* Begin *

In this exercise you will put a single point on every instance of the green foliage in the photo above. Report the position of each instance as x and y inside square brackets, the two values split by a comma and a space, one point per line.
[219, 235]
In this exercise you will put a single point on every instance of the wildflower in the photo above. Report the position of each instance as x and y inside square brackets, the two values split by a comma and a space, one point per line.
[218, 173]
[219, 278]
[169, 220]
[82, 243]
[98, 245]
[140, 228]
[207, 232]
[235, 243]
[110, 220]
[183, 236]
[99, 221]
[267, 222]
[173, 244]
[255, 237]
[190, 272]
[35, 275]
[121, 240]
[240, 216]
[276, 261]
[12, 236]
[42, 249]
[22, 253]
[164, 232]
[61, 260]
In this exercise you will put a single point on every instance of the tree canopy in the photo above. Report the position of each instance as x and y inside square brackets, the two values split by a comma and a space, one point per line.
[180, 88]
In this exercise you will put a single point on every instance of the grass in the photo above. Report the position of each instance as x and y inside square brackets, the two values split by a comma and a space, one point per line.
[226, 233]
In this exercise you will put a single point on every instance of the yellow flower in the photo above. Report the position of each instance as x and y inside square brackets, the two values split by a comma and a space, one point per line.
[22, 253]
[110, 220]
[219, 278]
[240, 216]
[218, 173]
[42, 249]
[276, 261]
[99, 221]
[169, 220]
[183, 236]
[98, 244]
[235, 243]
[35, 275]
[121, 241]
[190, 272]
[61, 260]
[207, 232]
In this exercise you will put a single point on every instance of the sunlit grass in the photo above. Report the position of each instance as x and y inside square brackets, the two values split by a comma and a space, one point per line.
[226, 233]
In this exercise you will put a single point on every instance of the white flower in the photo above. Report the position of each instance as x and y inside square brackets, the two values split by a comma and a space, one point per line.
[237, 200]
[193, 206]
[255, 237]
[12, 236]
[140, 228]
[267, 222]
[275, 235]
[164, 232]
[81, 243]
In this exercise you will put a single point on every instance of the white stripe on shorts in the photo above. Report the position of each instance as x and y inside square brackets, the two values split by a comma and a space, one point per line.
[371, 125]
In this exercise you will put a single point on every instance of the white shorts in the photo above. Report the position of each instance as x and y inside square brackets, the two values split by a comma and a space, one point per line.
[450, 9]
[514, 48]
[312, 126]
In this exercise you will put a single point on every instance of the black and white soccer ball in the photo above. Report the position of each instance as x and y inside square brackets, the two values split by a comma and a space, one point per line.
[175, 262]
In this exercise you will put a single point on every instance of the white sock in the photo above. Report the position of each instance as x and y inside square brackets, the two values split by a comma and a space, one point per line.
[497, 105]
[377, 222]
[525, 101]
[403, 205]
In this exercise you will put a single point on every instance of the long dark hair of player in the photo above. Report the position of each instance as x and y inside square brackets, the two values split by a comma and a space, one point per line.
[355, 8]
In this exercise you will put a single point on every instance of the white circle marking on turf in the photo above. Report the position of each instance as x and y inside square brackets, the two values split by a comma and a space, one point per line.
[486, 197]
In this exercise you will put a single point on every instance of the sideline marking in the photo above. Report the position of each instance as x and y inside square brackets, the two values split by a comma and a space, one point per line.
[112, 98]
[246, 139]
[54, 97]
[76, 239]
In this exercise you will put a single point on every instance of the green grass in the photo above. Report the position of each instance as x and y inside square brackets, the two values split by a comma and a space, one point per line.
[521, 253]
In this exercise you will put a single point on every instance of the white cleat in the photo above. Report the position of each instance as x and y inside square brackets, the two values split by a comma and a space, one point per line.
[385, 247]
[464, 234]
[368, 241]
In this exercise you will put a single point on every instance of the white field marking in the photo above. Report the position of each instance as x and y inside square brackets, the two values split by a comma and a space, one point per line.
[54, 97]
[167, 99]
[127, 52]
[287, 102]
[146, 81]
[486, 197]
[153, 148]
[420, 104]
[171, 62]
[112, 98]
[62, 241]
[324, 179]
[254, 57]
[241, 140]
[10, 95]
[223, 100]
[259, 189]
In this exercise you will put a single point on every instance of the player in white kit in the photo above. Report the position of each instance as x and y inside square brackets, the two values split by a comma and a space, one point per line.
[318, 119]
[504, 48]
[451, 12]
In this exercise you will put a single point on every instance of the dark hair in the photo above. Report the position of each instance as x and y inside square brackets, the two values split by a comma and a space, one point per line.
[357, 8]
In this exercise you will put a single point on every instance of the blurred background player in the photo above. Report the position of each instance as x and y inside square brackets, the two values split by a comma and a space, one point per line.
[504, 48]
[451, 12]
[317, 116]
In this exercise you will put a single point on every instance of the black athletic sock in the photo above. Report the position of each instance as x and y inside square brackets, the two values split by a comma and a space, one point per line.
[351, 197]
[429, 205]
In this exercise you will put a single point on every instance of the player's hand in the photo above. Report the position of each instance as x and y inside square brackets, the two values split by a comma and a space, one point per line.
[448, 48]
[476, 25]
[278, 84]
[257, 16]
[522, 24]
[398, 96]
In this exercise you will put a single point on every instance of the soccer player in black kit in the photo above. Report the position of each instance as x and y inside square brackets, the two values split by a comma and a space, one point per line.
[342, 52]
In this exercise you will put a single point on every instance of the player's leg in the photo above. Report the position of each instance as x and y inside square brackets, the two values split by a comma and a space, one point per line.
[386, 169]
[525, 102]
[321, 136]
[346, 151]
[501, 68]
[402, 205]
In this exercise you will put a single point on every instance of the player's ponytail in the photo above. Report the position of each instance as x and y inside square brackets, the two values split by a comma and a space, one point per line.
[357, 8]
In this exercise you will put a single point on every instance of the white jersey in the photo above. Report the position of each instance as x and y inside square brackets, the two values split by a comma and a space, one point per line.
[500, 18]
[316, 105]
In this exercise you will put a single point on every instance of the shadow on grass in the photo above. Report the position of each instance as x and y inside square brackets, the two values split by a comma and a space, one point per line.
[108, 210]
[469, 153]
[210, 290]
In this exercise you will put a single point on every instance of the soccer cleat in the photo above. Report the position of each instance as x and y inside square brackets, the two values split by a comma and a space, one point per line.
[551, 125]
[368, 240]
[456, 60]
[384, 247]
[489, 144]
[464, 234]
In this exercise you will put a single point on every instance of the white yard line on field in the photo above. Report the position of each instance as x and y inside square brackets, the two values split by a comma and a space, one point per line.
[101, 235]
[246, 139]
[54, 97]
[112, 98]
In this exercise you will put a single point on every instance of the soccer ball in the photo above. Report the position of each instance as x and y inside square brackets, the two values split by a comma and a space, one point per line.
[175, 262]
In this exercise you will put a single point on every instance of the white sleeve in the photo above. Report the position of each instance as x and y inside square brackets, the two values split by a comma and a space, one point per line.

* End *

What you are asked to do: Return the full listing, character for character.

Solution to this task:
In this exercise you will put a single point on every instance of the green foliage in the photo above. Report the position of each instance as x and y inside square brackets, the two values split by a comma and a space, one point per line.
[219, 235]
In this exercise you will put a single point on every instance of the wildflower in the photo above. Report the position of each instance as x and y inside square brackets, the two values split by a comma and a space, one point per line.
[218, 173]
[219, 278]
[169, 220]
[82, 243]
[98, 245]
[140, 228]
[207, 232]
[235, 243]
[110, 220]
[183, 236]
[99, 221]
[267, 222]
[173, 244]
[255, 237]
[190, 272]
[35, 275]
[121, 240]
[240, 216]
[276, 261]
[12, 236]
[42, 249]
[22, 253]
[164, 232]
[61, 260]
In this exercise you will put a single point on every instance of the tree canopy in the photo above. Report the position of each instance as x and y inside square brackets, the two values split by a comma and a space, one point per line.
[180, 88]
In this exercise you will put a single point on every instance of the grass in the photo above. Report the position of each instance as x and y inside square brackets, the two values split by a comma and a space, one point per line.
[226, 233]
In this exercise you will put a single point on every instance of the yellow flower in the photo above. Report the position of each instance as x and y inside square brackets, the two values split by a comma and a space, one point per line.
[22, 253]
[110, 220]
[219, 278]
[240, 216]
[218, 173]
[42, 249]
[276, 261]
[99, 221]
[169, 220]
[183, 236]
[98, 244]
[235, 243]
[35, 275]
[121, 241]
[190, 272]
[61, 260]
[207, 232]
In this exercise you will put a single point on every instance of the sunlit grass in the photo above. Report the position of each instance as x and y inside square brackets, the two values split by a comma and a space, one point per line.
[226, 233]
In this exercise you will put a single point on every instance of the white flower in the photo above. Report the position of each instance as x and y inside square brackets, the two values split by a comma and a space, one point per line.
[237, 200]
[193, 206]
[255, 237]
[12, 236]
[140, 228]
[267, 222]
[275, 235]
[164, 232]
[81, 243]
In this exercise you will put a single point on every instance of the white stripe on shorts in the photo above. Report the position of each instance as x and y inside square brackets, the two values split by a comma and a space, one point per line.
[371, 125]
In this exercise you will put a single point on every instance of the white shorts in the photo above. Report the position of each instance as x and y inside square brackets, the two values split by a comma and a space, one point per line.
[450, 9]
[514, 48]
[312, 126]
In this exercise you will put a single point on every instance of the black and white soccer ball in the photo above. Report the position of each instance as x and y inside square brackets, the two values split by a comma and a space, one point per line.
[175, 262]
In this exercise you will put a single point on every instance of the white sock in the photo above. Report the position of each instance as x and y inside square brackets, the two values split by a comma and a space, one point per line.
[497, 105]
[377, 222]
[525, 101]
[403, 205]
In this exercise you will put a single point on every instance of the long dark hair of player in the photo above. Report the position of each instance as x and y inside square brackets, the two values split by a comma and a space, one point per line.
[355, 8]
In this exercise you will put a single point on every instance of the white circle marking on turf in the photo above. Report the position of each instance as x and y inside square brackets, the two values split by a comma and a space, one point per line.
[486, 197]
In this exercise you will put a single point on every instance of the sideline marking in the photo above. Report the position of each instance as x and y inside square brackets, the two values split by a comma and a space, one point per line.
[112, 98]
[246, 139]
[54, 97]
[76, 239]
In this exercise you will put a single point on every instance of the green grass in the photo above. Report the position of each instance as x and y inside square brackets, the two values split by a comma and a space, one point per line.
[521, 253]
In this exercise you will put a single point on every instance of the white cleat in the photo above. Report the position of each instance as x and y inside square brackets, the two values split by a comma and a space, one point per line.
[385, 247]
[464, 234]
[368, 241]
In this exercise you will put a single point on every instance of the white field marking in the photo above. Report the position of each instance as x and y inside square brackets, the two values split by a comma and a space, one point per line.
[54, 97]
[167, 99]
[127, 52]
[287, 102]
[146, 81]
[486, 197]
[153, 148]
[420, 104]
[171, 62]
[112, 98]
[62, 241]
[324, 179]
[254, 57]
[241, 140]
[10, 95]
[223, 100]
[259, 189]
In this exercise you will put a single point on every instance of the player in white kit in the photo above. Report the position of each instance as x and y inside square brackets, the two values split by a comma and a space, one point per line.
[318, 119]
[504, 48]
[451, 12]
In this exercise you will put a single point on every instance of the dark hair in the photo above. Report the position of each instance as x and y inside square brackets, the two values split by a comma and a space, one point per line.
[357, 8]
In this exercise you will put a single point on every instance of the blurred background player in the photo above. Report the position of each instance as x and y inside square brackets, the two values split by a comma and a space, one point per line.
[504, 48]
[451, 12]
[317, 116]
In this exercise you will put a single point on every instance of the black athletic sock in the photo above. Report the position of each instance as x and y inside square brackets, the two values split by a comma and a space, one point per line.
[351, 197]
[429, 205]
In this exercise you will put a single point on every instance of the player's hand in the photo above. Report the position of each instance as x and y inside square brackets, the two values split by a comma and a space, one point per line.
[448, 48]
[476, 25]
[278, 84]
[257, 16]
[522, 24]
[398, 96]
In this exercise you will put a single point on every instance of the soccer player in black kit in the photo above. Report the position of each instance as x and y inside square brackets, the two values split by a comma and a space, one point per line.
[342, 52]
In this exercise you will put a single point on every instance of the player's leg in the photo above. Report the position of each instance as x and y inside square brackets, the two values split by a comma and a space, one point per line.
[386, 169]
[525, 102]
[321, 136]
[346, 151]
[501, 68]
[402, 205]
In this exercise you will put a single point on every instance of the player's ponytail in the photo above. Report the position of each instance as x and y inside square brackets, the two values split by a comma and a space, one point per line.
[357, 8]
In this exercise you will put a single point on every instance of the white jersey in the photo above. Report the position of each instance as x and y inside square brackets, the two values split by a comma and a space, one point per line.
[500, 18]
[316, 105]
In this exercise you will put a single point on every instance of the shadow on grass in the photo above. Report the position of each instance as x and y inside square brackets, the two values split by a comma and a space, one point per line.
[108, 210]
[469, 153]
[210, 290]
In this exercise you will put a single point on every instance of the soccer cleat in the photo above. Report the position of each instance as x and y inside square brackets, the two values split by a comma and a space, one point per line.
[551, 125]
[368, 240]
[456, 60]
[384, 247]
[489, 144]
[464, 234]
In this exercise you will put a single point on every instance of the white yard line on field in the photo above. Report the position of each instance as x and y inside square brackets, the two values split by a comma and a space, one point per line.
[101, 235]
[246, 139]
[54, 97]
[112, 98]
In this exercise you will put a single point on every instance of the soccer ball in the photo above. Report the position of each instance as x and y inside square brackets, the two values split by a comma and a space, one point per line.
[175, 262]
In this exercise you will put a single point on every instance of the white sleeve in the photo above. Report the position of each instance as x and y inside square brackets, the two values split by a comma and a space, one point per line.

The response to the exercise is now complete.